Written problem A: Swap "located" for "found" in the rows running from the line containing "Where can the stone column" through the last row, inclusive. Write out only those rows, leaving everything else unchanged.

Document segment:
-- begin --

First of all, the liberal mainstream media has hardly been chomping at the bit to report any story regarding Islamic violence towards women. For example, when Time magazine featured a cover with a picture of a woman whose face had been disfigured by the Taliban, The New York Times called it “war porn” (see the image below).

Furthermore, when an Iranian woman was sentenced to be stoned to death last summer, and when a fourteen year old Bangladeshi girl was recently lashed to death for being raped by her cousin, you could pretty much hear crickets from the MSM because those were pesky, politically incorrect stories that didn’t fit their multicultural narrative. (Not to mention, you probably won’t hear that much about the woman who was recently raped by Gaddafi’s thugs in Libya either.)

Second of all, liberals seem to have an overwhelming tendency to downplay Islamic abuses towards women (as well as towards gays) under the guise of multiculturalism. Don’t believe me? Well, then I suggest that you read the column by liberal Boston Globe columnist Susan Jacoby where she asks the question, “Why are liberals excusing religious abuses on grounds of cultural relativism?” To be specific, Jocoby makes some great points when she writes the following:

The latest example of the Left’s blind spot on this issue is the antagonism of so many liberal reviewers toward Ayaan Hirsi Ali’s recent memoir, Nomad. The Somali-born Hirsi Ali immigrated to the United States in 2006 after her close friend, the Dutch film director Theo Van Gogh, was murdered by a radical Islamist. Hirsi Ali still needs bodyguards because of frequent death threats.

She was educated as a child in Muslim schools, subjected to genital mutilation, and broke with her family when she refused to consent to an arranged marriage. She first settled in Holland, where she worked as a Somali-Dutch interpreter, and her convictions about violence in many (though not, she emphasizes, all) Muslim families are rooted in her work with immigrants as well as her own upbringing. Yet Nicholas D. Kristof, reviewing Nomad for The New York Times Book Review, writes that “I couldn’t help thinking that perhaps Hirsi Ali’s family is dysfunctional simply because its members never learned to bite their tongues and just say to one another: ‘I love you.'”

I was startled by this patronizing comment, because I admire Kristof for being one of the few male columnists who writes frequently about violence against women. Somehow, “I love you” isn’t the first thing that would come to mind if I were being held down by female relatives while my clitoris was maimed or if my father told me I had to marry a stranger.

-- end --

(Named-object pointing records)
-- begin --

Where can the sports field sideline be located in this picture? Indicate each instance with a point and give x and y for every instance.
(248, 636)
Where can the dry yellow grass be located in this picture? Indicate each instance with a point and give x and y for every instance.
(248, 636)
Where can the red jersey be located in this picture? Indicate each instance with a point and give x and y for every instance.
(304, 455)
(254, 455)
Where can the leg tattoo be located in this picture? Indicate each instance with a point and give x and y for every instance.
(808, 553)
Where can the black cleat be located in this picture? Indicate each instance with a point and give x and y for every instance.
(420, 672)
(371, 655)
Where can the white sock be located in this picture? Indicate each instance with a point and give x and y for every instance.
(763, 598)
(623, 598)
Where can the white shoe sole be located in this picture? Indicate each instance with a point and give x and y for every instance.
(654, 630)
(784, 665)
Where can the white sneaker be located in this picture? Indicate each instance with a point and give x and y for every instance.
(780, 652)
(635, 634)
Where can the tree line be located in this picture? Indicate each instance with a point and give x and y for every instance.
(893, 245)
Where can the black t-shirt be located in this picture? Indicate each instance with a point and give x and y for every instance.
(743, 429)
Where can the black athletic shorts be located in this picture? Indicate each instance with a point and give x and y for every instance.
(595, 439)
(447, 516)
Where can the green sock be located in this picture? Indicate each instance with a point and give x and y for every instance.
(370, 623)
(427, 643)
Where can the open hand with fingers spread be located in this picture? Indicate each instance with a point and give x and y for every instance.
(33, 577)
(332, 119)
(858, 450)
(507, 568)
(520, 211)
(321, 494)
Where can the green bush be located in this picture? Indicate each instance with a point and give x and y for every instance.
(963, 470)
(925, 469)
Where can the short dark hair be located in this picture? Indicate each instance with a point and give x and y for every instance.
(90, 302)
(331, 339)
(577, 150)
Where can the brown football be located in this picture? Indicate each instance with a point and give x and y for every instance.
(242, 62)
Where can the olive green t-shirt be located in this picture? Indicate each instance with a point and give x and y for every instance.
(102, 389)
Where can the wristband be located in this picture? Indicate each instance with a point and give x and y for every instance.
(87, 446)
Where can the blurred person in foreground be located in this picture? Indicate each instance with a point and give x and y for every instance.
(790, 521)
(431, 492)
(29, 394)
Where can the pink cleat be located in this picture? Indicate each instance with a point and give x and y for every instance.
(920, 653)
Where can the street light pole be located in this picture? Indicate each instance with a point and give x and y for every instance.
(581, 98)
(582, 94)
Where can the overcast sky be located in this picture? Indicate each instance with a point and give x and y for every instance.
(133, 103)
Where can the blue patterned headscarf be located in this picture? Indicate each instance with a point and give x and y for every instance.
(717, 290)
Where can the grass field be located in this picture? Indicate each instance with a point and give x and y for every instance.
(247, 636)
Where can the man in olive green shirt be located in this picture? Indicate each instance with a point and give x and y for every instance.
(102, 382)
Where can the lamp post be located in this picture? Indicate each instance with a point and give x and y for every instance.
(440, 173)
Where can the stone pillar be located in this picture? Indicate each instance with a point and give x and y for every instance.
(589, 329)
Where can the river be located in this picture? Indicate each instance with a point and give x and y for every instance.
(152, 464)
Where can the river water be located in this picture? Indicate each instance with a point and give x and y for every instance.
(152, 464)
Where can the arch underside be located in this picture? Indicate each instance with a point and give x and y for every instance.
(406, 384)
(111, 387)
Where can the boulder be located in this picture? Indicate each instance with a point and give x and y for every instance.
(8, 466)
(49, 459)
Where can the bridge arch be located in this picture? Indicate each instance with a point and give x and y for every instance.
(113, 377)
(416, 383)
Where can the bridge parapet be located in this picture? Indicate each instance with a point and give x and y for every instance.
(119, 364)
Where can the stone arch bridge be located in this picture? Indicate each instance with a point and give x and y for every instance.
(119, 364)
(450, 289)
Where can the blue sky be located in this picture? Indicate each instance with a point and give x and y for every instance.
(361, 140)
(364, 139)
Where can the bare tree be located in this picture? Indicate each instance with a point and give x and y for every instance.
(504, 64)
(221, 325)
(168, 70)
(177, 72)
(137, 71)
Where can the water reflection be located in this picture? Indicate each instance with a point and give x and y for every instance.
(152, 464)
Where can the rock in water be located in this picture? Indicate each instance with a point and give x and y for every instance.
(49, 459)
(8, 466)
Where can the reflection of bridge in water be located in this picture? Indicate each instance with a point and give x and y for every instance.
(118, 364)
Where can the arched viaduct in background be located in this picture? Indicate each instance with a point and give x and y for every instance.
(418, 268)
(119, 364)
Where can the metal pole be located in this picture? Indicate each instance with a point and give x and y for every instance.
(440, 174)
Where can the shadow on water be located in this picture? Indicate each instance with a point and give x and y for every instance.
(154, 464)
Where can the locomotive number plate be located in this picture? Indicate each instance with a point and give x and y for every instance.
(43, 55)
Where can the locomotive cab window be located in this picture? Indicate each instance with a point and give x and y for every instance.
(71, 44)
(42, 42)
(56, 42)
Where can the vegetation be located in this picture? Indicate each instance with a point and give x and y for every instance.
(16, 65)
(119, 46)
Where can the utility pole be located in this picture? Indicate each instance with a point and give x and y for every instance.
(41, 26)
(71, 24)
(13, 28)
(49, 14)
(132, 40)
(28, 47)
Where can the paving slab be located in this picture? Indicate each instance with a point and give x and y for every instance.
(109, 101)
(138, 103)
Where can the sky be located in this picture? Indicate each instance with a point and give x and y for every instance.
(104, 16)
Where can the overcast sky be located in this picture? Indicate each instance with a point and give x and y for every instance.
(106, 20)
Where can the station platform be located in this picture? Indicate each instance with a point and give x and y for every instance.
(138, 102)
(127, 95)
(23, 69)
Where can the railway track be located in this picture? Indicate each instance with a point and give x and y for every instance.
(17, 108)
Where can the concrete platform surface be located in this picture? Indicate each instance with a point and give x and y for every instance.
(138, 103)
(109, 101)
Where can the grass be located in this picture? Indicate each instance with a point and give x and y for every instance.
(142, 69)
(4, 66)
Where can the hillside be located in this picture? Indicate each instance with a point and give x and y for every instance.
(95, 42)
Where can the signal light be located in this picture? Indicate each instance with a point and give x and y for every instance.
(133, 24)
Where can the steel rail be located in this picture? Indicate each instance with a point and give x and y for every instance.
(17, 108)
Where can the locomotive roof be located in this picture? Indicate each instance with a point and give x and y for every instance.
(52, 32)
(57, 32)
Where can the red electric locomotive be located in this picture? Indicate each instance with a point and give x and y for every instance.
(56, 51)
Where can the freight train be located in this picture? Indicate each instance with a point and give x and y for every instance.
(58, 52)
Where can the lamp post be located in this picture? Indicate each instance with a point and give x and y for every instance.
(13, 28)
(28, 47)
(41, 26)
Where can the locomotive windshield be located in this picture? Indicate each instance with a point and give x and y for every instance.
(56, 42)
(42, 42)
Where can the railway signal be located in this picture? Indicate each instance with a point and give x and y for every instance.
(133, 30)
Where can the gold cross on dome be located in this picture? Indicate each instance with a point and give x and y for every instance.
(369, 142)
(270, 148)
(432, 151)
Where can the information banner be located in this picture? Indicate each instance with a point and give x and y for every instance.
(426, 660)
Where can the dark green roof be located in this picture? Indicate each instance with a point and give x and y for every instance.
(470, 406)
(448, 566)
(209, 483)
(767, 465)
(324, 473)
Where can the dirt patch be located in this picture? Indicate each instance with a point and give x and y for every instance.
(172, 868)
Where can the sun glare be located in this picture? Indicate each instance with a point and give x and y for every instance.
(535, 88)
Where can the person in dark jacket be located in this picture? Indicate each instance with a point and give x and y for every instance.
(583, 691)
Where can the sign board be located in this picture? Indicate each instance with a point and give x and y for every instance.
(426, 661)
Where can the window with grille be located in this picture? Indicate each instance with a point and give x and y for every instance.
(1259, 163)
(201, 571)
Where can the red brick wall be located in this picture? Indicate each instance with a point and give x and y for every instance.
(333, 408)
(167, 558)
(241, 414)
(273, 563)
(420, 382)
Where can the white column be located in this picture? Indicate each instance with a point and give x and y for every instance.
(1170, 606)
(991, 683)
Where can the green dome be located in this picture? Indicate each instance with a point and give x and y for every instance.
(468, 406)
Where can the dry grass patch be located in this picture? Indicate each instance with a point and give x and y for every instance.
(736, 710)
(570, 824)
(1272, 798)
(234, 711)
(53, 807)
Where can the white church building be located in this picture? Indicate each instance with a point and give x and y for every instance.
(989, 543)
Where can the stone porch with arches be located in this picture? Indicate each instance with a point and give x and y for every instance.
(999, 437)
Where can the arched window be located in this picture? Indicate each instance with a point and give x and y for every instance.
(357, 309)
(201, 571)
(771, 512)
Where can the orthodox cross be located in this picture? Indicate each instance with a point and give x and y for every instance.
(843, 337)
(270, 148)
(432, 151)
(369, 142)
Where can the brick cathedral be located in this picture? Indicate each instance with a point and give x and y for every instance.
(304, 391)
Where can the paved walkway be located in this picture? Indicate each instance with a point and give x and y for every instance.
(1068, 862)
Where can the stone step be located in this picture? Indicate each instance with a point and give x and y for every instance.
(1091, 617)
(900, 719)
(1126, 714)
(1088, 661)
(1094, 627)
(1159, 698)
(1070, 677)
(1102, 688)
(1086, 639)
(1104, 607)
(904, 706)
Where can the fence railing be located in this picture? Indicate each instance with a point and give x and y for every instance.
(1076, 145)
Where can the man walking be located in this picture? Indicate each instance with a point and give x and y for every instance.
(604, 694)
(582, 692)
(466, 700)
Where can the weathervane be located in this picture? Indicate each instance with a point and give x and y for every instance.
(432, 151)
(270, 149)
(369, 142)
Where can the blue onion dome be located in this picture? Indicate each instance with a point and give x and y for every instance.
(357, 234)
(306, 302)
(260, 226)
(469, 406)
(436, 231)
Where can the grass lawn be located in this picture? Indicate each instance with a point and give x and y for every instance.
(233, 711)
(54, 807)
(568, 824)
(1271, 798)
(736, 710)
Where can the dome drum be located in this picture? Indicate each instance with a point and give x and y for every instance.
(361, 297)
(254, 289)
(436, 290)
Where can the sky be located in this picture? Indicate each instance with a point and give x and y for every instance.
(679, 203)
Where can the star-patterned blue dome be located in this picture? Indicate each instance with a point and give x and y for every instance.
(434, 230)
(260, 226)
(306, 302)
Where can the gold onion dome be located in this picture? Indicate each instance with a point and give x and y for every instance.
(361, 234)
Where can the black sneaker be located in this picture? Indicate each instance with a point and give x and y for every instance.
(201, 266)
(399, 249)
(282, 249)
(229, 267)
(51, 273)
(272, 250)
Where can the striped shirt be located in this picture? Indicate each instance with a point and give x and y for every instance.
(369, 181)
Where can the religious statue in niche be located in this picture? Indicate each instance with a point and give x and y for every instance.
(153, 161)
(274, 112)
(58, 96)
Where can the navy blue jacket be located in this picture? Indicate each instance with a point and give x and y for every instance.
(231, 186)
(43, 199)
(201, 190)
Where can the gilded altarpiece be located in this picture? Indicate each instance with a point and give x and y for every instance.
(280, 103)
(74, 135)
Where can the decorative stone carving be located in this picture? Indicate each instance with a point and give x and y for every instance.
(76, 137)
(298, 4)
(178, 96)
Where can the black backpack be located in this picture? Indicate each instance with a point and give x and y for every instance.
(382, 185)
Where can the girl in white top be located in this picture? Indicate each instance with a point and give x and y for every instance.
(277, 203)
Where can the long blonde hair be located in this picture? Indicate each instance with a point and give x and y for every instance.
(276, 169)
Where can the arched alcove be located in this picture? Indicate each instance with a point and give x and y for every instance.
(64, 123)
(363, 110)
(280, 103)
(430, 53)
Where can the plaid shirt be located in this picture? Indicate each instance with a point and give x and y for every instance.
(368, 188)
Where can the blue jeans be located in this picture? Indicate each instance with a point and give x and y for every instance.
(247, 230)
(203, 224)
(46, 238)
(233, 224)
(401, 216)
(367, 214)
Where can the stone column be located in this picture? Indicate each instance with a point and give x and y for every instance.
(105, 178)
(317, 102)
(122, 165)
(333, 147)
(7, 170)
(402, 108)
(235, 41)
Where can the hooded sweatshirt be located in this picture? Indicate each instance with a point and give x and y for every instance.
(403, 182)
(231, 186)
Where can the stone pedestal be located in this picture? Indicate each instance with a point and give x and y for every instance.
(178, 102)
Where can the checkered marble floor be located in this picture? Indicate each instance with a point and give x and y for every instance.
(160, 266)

-- end --

Written problem B: According to the excerpt on media coverage of Islamic violence toward women, in what year did Ayaan Hirsi Ali immigrate to the United States?

Written solution A:
Where can the stone column be found in this picture? Indicate each instance with a point and give x and y for every instance.
(105, 178)
(317, 102)
(122, 165)
(333, 147)
(7, 170)
(402, 108)
(235, 41)
Where can the hooded sweatshirt be found in this picture? Indicate each instance with a point and give x and y for every instance.
(403, 182)
(231, 186)
Where can the stone pedestal be found in this picture? Indicate each instance with a point and give x and y for every instance.
(178, 102)
Where can the checkered marble floor be found in this picture? Indicate each instance with a point and give x and y for every instance.
(160, 266)

Written solution B: 2006